***** INFORMATION GIVEN

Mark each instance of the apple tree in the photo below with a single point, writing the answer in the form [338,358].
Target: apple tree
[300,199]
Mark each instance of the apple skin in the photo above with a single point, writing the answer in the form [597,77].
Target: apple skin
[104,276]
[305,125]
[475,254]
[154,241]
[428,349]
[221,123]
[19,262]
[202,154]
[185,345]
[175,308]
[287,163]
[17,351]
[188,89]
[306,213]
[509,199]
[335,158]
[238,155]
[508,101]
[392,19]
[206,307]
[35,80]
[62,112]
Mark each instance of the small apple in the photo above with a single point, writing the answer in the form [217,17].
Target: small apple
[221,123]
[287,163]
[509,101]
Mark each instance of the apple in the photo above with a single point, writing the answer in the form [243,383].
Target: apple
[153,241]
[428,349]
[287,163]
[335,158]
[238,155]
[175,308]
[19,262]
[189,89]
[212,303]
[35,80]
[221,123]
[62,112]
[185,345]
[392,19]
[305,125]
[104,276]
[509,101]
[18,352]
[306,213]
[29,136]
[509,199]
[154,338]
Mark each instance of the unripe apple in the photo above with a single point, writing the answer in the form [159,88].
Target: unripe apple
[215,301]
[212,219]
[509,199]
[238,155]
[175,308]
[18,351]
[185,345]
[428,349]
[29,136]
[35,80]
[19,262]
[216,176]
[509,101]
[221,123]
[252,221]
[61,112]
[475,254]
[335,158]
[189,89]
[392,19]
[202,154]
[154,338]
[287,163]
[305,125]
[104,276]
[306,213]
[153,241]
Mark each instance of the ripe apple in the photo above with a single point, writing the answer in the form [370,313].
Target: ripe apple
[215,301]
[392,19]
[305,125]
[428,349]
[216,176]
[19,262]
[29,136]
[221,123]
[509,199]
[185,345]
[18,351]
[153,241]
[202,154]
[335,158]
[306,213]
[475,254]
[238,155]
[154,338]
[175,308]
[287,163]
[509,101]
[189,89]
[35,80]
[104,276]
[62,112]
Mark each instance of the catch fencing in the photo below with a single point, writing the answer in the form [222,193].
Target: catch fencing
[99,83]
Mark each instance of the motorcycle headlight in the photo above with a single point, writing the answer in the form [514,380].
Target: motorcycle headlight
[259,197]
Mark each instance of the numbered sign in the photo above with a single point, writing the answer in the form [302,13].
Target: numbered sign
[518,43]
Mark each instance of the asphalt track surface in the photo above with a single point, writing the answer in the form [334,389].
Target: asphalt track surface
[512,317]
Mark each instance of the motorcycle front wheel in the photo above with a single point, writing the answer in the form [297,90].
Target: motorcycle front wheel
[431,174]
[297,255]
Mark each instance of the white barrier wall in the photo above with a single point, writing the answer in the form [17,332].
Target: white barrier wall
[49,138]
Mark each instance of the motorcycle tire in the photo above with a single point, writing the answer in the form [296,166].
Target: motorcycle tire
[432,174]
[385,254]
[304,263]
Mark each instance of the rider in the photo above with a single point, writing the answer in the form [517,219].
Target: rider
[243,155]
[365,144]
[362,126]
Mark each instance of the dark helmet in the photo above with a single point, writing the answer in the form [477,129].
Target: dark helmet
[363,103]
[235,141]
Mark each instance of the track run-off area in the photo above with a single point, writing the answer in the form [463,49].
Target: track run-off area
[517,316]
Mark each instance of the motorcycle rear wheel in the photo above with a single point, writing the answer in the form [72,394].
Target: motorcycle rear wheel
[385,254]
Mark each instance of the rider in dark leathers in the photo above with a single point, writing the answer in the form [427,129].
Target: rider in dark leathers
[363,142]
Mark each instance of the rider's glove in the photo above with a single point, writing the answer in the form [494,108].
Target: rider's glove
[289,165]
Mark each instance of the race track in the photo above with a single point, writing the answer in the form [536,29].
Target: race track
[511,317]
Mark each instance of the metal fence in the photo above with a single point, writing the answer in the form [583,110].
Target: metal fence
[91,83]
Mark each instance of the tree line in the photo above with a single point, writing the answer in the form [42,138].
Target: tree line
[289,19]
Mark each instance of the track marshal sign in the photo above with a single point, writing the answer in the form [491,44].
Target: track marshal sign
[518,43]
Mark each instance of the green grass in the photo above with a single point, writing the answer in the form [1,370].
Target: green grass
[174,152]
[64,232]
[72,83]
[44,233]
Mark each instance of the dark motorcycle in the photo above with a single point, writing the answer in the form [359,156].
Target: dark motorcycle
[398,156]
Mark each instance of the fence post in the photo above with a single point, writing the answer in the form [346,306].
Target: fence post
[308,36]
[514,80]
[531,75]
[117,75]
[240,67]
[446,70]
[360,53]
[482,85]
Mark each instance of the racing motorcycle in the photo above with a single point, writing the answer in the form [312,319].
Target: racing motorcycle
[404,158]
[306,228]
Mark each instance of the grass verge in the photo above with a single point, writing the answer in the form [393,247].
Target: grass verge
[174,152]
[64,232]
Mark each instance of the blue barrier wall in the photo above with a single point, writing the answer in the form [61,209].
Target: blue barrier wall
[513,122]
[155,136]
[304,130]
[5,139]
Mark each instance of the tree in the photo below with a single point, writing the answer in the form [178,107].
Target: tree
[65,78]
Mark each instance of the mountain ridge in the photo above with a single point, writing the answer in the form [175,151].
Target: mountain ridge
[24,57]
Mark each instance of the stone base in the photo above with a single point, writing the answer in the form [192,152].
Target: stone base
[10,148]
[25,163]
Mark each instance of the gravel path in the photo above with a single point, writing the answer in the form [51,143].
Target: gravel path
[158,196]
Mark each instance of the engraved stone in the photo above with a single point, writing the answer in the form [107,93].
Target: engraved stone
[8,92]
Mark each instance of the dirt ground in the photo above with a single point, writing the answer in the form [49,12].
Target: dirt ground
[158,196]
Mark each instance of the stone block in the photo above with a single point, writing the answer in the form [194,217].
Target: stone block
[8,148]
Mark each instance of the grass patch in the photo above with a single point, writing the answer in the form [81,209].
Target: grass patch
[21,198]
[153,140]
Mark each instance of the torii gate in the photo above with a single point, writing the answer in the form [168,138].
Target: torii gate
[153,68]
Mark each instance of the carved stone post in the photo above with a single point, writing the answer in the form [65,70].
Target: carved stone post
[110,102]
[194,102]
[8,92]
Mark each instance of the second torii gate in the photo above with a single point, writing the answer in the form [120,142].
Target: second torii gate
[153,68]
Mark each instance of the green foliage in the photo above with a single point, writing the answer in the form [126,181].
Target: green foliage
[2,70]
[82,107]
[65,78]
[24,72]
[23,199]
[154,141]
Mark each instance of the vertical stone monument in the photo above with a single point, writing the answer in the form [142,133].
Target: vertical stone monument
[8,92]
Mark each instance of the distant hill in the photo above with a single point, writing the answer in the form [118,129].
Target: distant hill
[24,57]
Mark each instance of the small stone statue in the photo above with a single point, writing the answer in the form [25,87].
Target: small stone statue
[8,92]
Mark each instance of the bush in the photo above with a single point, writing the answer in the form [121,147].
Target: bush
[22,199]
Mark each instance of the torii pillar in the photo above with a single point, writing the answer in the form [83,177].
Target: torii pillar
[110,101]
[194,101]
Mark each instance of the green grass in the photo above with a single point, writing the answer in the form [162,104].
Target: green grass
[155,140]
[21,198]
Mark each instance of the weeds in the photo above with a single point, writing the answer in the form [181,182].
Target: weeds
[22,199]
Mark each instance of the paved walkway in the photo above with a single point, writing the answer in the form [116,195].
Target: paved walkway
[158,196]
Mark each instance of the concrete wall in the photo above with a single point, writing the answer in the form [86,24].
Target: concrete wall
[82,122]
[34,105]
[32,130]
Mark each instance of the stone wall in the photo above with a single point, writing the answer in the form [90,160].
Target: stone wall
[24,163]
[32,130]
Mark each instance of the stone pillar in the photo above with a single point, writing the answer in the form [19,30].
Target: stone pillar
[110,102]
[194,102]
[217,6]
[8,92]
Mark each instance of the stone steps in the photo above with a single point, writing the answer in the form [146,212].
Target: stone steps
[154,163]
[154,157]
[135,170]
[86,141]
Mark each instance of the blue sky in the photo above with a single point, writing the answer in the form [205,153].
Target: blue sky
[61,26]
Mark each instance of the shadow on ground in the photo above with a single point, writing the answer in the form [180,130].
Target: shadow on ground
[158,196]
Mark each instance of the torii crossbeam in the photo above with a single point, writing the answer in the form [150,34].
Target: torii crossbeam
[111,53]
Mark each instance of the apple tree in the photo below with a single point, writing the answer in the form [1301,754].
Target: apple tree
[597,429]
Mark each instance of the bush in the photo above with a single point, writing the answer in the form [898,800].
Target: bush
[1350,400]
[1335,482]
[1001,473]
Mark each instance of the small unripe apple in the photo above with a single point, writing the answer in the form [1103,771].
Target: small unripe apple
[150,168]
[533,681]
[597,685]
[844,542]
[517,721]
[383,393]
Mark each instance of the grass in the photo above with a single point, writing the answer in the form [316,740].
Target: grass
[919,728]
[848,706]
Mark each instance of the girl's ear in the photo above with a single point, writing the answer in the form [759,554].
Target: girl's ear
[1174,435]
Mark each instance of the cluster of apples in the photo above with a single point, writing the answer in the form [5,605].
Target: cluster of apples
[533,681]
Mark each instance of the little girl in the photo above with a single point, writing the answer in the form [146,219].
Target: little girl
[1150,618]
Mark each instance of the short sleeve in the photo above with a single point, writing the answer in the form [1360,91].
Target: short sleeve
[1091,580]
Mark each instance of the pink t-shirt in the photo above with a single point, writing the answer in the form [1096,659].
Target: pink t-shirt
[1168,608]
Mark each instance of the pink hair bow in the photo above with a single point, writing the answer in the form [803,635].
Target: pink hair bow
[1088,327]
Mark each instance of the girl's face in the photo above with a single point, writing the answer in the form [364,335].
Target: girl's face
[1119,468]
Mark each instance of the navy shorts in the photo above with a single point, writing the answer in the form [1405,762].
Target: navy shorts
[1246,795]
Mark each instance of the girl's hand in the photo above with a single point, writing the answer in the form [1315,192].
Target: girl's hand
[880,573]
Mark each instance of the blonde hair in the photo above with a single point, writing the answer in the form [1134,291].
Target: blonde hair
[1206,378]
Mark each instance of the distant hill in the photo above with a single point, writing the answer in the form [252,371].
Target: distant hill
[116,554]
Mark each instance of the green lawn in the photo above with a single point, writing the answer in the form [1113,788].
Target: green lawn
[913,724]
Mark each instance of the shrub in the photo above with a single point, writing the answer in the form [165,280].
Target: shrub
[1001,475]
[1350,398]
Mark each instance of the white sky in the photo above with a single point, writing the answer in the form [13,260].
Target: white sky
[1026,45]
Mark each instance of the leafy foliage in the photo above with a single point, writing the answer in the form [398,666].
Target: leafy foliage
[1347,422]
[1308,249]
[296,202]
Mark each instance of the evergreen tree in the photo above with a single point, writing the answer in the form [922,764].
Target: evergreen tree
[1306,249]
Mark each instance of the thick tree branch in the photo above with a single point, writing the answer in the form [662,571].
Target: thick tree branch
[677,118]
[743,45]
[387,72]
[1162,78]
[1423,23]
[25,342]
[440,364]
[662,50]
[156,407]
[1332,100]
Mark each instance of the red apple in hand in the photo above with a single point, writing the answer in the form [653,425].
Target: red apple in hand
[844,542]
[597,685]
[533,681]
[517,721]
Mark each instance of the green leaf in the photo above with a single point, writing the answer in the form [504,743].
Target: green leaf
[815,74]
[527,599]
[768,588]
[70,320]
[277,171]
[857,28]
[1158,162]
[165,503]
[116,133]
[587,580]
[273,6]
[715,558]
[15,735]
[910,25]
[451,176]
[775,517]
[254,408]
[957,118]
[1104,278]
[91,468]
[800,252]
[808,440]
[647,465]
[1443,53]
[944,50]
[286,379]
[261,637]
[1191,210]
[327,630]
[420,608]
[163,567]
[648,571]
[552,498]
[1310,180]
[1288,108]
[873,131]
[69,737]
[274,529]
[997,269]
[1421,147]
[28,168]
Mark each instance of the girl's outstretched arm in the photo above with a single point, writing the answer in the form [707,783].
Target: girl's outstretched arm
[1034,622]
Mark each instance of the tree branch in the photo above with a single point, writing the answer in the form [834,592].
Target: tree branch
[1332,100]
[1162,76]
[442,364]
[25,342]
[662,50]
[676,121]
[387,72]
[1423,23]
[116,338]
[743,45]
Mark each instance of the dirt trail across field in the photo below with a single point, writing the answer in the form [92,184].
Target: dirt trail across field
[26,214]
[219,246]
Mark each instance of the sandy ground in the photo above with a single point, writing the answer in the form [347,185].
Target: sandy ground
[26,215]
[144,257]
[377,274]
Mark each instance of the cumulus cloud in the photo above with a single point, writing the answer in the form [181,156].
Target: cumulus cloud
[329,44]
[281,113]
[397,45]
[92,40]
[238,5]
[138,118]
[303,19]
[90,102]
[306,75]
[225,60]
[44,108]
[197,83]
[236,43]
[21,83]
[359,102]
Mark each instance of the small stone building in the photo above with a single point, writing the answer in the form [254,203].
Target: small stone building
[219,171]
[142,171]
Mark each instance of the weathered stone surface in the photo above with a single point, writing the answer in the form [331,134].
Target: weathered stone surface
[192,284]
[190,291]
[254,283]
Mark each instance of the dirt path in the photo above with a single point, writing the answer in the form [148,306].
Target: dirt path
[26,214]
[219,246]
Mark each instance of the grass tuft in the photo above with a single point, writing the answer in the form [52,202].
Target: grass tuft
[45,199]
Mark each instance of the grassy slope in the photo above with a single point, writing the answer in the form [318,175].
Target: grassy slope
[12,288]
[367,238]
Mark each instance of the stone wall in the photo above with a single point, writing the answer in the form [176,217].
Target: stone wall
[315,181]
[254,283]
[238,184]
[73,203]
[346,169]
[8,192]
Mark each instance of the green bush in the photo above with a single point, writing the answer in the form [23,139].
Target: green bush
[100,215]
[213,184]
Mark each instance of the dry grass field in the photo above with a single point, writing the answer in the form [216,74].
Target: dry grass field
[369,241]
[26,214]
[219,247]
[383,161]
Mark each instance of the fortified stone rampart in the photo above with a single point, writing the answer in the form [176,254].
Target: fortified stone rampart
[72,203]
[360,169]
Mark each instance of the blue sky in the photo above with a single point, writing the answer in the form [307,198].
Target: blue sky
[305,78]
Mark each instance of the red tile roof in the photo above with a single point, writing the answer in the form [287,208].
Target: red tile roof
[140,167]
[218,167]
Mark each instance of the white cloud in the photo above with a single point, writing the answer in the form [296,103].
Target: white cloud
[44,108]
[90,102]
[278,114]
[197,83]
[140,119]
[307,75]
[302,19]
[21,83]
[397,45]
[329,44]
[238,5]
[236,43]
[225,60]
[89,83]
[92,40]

**********

WHAT IS REQUIRED
Reproduce the material word for word, beginning at the line that contains "Mark each instance of the white cloud" and stopping after the last line of the material.

RESPONSE TO THIS EXERCISE
Mark each instance of the white cloud in the photo above with a single point, writing the answer in the form [296,103].
Target: white cloud
[44,108]
[90,102]
[278,114]
[197,83]
[140,119]
[307,75]
[302,19]
[21,83]
[397,45]
[329,44]
[238,5]
[236,43]
[225,60]
[89,83]
[92,40]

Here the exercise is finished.